Source excerpt
At each turn, the player may choose one of four dice (Effron Dice)
- Blue: 3,3,3,3,3,3
- Black: 4,4,4,4,0,0
- Red: 6,6,2,2,2,2
- Green: 5,5,5,1,1,1

The **purpose** of this code is to determine which dice to select at each turn so as to minimize the number of steps it takes to reach the goal state.  



In [None]:
import numpy as np

ladders = {1:38,4:14,9:31,21:42,28:84,36:44,51:67,71:91,80:100}
chutes = {16:6,48:26,49:11,56:53,62:19,64:60,87:24,93:73,95:75,98:78}

G = []
B = []
R = []
L = []

Dynamic programming uses an offline mathmatical model to calculate the expected number of moves at each possible space on the board, also known as the current state. Our goal is to create a matrix of size 101 by 101 which where each row will represent the current state and each column will represent the probability of reaching the that state from the current state. Once we have this matrix, we can use it in combination with a non-coefficient matrix to use a linear matrix solver to find our answer.

In order to calcualte the expected number of moves for each state, we must use a set of mathmatical equations which use the expected value of a future state times the probability of reaching that state to determine the value. Below are the four equations for each of the dice.

Information shown
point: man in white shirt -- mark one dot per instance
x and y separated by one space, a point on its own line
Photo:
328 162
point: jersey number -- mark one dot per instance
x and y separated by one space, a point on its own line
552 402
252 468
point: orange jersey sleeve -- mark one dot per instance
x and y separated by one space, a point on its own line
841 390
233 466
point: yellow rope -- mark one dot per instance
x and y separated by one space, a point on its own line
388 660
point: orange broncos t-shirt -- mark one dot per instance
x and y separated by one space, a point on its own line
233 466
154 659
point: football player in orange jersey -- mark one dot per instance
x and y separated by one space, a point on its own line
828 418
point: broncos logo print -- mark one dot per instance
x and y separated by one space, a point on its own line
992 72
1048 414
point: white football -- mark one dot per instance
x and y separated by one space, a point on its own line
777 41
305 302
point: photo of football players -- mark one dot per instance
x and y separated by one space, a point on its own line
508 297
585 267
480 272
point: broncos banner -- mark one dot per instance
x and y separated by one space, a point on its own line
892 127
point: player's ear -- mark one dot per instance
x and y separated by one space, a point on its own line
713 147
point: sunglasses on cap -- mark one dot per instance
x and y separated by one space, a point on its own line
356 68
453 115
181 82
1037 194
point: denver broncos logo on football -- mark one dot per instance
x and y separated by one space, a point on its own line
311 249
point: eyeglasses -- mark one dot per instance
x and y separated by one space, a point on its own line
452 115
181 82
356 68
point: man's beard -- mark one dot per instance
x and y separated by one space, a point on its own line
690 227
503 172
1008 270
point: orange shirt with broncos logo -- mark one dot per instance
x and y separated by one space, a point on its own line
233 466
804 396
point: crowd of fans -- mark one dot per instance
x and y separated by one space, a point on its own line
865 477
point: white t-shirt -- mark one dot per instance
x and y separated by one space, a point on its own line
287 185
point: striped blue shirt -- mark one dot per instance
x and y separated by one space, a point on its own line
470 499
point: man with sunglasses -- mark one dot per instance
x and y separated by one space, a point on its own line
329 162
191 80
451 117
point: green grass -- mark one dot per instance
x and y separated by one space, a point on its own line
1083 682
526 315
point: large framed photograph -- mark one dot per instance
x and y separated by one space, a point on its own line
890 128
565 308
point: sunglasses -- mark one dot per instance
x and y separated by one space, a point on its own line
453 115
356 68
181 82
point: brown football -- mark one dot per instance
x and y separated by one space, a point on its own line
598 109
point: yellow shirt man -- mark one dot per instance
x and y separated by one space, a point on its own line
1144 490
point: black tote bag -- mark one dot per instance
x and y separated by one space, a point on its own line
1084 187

The exercise
Write the next part of the excerpt on choosing dice to minimize the steps to the goal state, picking up right after its final sentence.

Task response
**Black Dice**

$S_{current} = 1 + S_{current + 4} * 2/3 + S_{current} * 1/3$

**Red Dice**

$S_{current} = 1 + S_{current + 6} * 1/3 + S_{current + 2} * 2/3$

**Green Dice**

$S_{current} = 1 + S_{current + 5} * 1/2 + S_{current + 1} * 1/2$

**Blue Dice**

$S_{current} = 1 + S_{current + 3}$

We can use these equations to generate the expected value for each state given the dice being used. However, before we do that we have to seperate the coefficient and non-coefficient terms. Doing so results in the following equations which will be used in our matrix:

**Black Dice**

$1 = S_{current + 4} * -2/3 + S_{current} * -1/3 + S_{current}$

**Red Dice**

$1 = S_{current + 6} * -1/3 + S_{current + 2} * -2/3 + S_{current}$

**Green Dice**

$1 = S_{current + 5} * -1/2 + S_{current + 1} * -1/2 + S_{current}$

**Blue Dice**

$1 =  -S_{current + 3} + S_{current}$

With these equations created, we can use the following functions to generate arrays of size 101 where each index represents the probability of reaching that state from the current state.

In [None]:
def blackDice(currentState):
    """
    Generate a list of values which represent the probability of reaching future states from the
    current state using the black dice.

    Parameters:
      currentState: the current index of the array

    Return Value:
      coef: a list containing the probabilities of reaching future states
    """
    coef = [0.0] * 101        #create empty array and set current state equal to 1
    coef[currentState] = 1
    if currentState + 4 > 100:    #account for cases where next state is past the final state
        ns = 100
    else:
        ns = currentState + 4
    coef[ns] += -2/3            #fill in probabilites for each state
    coef[currentState] += -1/3
    return coef

def blueDice(currentState):
    """
    Generate a list of values which represent the probability of reaching future states from the
    current state using the blue dice.

    Parameters:
      currentState: the current index of the array

    Return Value:
      coef: a list containing the probabilities of reaching future states
    """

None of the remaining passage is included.